**YOUR TASK**
Write out the full set of records below exactly.

**LISTED ENTRIES**
-- -- --
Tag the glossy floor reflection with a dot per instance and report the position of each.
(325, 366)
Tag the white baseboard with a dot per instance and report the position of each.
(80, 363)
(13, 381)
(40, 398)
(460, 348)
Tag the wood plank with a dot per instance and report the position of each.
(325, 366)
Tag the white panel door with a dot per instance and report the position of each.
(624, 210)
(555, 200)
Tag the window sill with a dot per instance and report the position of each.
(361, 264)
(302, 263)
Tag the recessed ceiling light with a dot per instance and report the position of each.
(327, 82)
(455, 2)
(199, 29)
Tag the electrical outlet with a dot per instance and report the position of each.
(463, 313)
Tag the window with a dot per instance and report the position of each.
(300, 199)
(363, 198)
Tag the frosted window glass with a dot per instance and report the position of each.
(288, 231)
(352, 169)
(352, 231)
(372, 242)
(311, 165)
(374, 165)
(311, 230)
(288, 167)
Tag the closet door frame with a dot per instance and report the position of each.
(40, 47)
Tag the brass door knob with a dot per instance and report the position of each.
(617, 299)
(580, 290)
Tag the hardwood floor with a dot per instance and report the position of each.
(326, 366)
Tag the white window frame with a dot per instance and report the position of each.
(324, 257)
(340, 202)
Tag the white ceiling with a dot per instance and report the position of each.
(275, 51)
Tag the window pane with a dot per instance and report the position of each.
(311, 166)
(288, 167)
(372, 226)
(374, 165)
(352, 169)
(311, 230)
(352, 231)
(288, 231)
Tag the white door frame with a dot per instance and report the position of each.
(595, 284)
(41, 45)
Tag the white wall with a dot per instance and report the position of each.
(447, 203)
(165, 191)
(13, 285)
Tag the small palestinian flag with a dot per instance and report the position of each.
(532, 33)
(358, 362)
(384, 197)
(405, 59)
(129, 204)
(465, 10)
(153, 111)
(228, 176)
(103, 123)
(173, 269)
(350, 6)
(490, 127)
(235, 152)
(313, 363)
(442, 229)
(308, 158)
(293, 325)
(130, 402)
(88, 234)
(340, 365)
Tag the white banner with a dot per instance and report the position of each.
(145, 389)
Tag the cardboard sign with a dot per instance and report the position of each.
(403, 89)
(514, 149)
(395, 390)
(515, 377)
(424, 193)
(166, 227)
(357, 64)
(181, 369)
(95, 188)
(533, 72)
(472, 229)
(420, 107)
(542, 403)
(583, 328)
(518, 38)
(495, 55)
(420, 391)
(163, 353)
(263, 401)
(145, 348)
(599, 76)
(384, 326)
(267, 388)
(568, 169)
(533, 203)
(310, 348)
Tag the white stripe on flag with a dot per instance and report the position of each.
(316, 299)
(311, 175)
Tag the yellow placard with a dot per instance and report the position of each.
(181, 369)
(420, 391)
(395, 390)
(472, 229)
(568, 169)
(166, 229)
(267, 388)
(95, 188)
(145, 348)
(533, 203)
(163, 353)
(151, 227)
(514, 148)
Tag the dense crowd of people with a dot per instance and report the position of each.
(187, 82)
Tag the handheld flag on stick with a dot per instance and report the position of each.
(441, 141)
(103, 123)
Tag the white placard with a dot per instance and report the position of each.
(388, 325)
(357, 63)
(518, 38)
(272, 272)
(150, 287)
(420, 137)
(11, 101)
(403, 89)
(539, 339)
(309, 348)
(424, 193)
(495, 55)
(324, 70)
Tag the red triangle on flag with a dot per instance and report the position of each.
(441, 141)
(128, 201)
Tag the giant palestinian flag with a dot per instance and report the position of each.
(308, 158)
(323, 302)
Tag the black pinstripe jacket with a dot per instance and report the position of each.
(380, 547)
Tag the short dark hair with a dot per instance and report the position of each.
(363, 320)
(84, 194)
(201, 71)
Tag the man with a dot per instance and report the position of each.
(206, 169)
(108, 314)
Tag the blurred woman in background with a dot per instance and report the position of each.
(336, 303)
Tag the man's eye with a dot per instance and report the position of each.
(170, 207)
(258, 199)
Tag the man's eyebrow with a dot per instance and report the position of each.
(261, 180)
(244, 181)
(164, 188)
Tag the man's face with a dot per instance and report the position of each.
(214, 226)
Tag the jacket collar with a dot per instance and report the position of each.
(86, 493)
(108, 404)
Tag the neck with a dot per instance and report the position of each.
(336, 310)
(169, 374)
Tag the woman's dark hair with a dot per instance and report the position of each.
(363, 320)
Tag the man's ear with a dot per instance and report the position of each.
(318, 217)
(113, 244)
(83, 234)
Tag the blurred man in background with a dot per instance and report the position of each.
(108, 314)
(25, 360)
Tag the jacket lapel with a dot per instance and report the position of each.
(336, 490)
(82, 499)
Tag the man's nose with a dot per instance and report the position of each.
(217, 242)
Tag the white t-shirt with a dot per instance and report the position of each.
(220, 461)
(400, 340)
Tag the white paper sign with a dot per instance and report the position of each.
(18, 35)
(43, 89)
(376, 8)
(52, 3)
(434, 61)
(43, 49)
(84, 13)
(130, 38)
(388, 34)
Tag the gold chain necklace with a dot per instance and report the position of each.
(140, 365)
-- -- --
**OUTPUT FOR THIS TASK**
Tag the glossy floor reflection with a dot per instance and report the position of each.
(325, 366)
Tag the white baseboard with a dot per instance and report the position of each.
(80, 363)
(13, 381)
(40, 398)
(460, 348)
Tag the wood plank with a dot per instance and report the position of each.
(325, 366)
Tag the white panel door with a dot per instance and report the position of each.
(624, 210)
(555, 200)
Tag the window sill with a dot per instance and report the position of each.
(361, 264)
(302, 263)
Tag the recessed ceiling light with a dot per instance and report the position of each.
(327, 82)
(455, 2)
(199, 29)
Tag the electrical outlet with a dot per instance and report the position of each.
(463, 313)
Tag the window with a dot per instance and report the position of each.
(300, 199)
(363, 198)
Tag the frosted window glass with a dot per instance and report the position of each.
(288, 231)
(352, 169)
(352, 231)
(372, 242)
(311, 165)
(374, 165)
(311, 230)
(288, 167)
Tag the closet door frame with a dot per instance and report the position of each.
(40, 47)
Tag the brass door knob with a dot per instance and report the position of each.
(617, 299)
(580, 290)
Tag the hardwood floor with a dot per instance and report the position of each.
(326, 366)
Tag the white window frame with a dot per instance and report the position of each.
(324, 257)
(340, 202)
Tag the white ceiling with a dot per instance and report the position of each.
(275, 51)
Tag the window pane with a dot per instance and report the position of each.
(311, 166)
(288, 167)
(372, 226)
(374, 165)
(352, 169)
(311, 230)
(352, 231)
(288, 231)
Tag the white door frame with a dot per instance and report the position of each.
(595, 284)
(41, 45)
Tag the white wall with a dot per instance and report the position of each.
(447, 203)
(165, 191)
(13, 285)
Tag the small palestinian flag with a dot per instance and report the position of each.
(532, 33)
(358, 362)
(384, 197)
(405, 59)
(129, 204)
(465, 10)
(153, 111)
(228, 176)
(103, 123)
(173, 269)
(350, 6)
(490, 127)
(235, 152)
(313, 363)
(442, 229)
(308, 158)
(293, 325)
(130, 402)
(88, 234)
(340, 365)
Tag the white banner with a dot per instance and report the position of each.
(145, 389)
Tag the cardboard sign with a dot per instance and report the position of each.
(403, 89)
(514, 149)
(395, 390)
(515, 377)
(424, 193)
(166, 227)
(357, 64)
(181, 369)
(95, 188)
(533, 72)
(472, 229)
(420, 107)
(542, 403)
(583, 328)
(518, 38)
(495, 55)
(420, 391)
(163, 353)
(263, 401)
(145, 348)
(599, 76)
(384, 326)
(267, 388)
(568, 169)
(533, 203)
(310, 348)
Tag the white stripe on flag with a dot per instance and report the position of each.
(316, 299)
(311, 175)
Tag the yellow placard with a dot per instance and report the position of each.
(181, 369)
(420, 391)
(395, 390)
(472, 229)
(568, 169)
(166, 229)
(267, 388)
(95, 188)
(145, 348)
(533, 203)
(163, 353)
(151, 227)
(514, 148)
Tag the dense crowd of people with a dot per instance and report the position of each.
(187, 82)
Tag the handheld flag on stick with a dot per instance and report the position of each.
(441, 141)
(103, 123)
Tag the white placard with a dot per instance and report the position of each.
(388, 325)
(357, 63)
(518, 38)
(272, 272)
(150, 287)
(420, 137)
(11, 101)
(403, 89)
(539, 339)
(309, 348)
(424, 193)
(495, 55)
(324, 70)
Tag the red triangle on flag with a dot per instance and report the position of each.
(441, 141)
(128, 201)
Tag the giant palestinian flag with a dot per instance and report the position of each.
(308, 158)
(323, 302)
Tag the black pinstripe jacket with a dot per instance and report the position of each.
(380, 547)
Tag the short dark hair with a dot per instance and report the position of each.
(363, 320)
(84, 194)
(201, 71)
Tag the man with a dot per instance and report the position of each.
(206, 169)
(108, 314)
Tag the blurred woman in background with a dot per instance and report the position of each.
(336, 303)
Tag the man's eye with a dot per instance and report the position of each.
(170, 207)
(258, 199)
Tag the man's eyebrow with a dot per instance and report the position of each.
(261, 180)
(244, 181)
(164, 188)
Tag the man's face with a dot per instance and report the position of each.
(214, 226)
Tag the jacket collar with a dot per instance and report the position of each.
(86, 493)
(108, 404)
Tag the neck with a dot per instance and report the position of each.
(336, 310)
(169, 374)
Tag the woman's dark hair with a dot per instance and report the position of each.
(363, 320)
Tag the man's ear with a dot per instance and report the position of each.
(318, 217)
(113, 244)
(83, 234)
Tag the blurred man in background with a dot per instance and report the position of each.
(108, 314)
(25, 360)
Tag the jacket lapel with a dot per instance and report the position of each.
(336, 490)
(82, 499)
Tag the man's nose with a dot per instance and report the position of each.
(217, 242)
Tag the white t-shirt with a dot per instance and report the position of each.
(220, 461)
(400, 340)
Tag the white paper sign with a dot per instance and report the position of each.
(18, 35)
(43, 89)
(376, 8)
(52, 3)
(434, 61)
(43, 49)
(84, 13)
(130, 38)
(388, 34)
Tag the gold chain necklace with a dot per instance and report the position of each.
(140, 365)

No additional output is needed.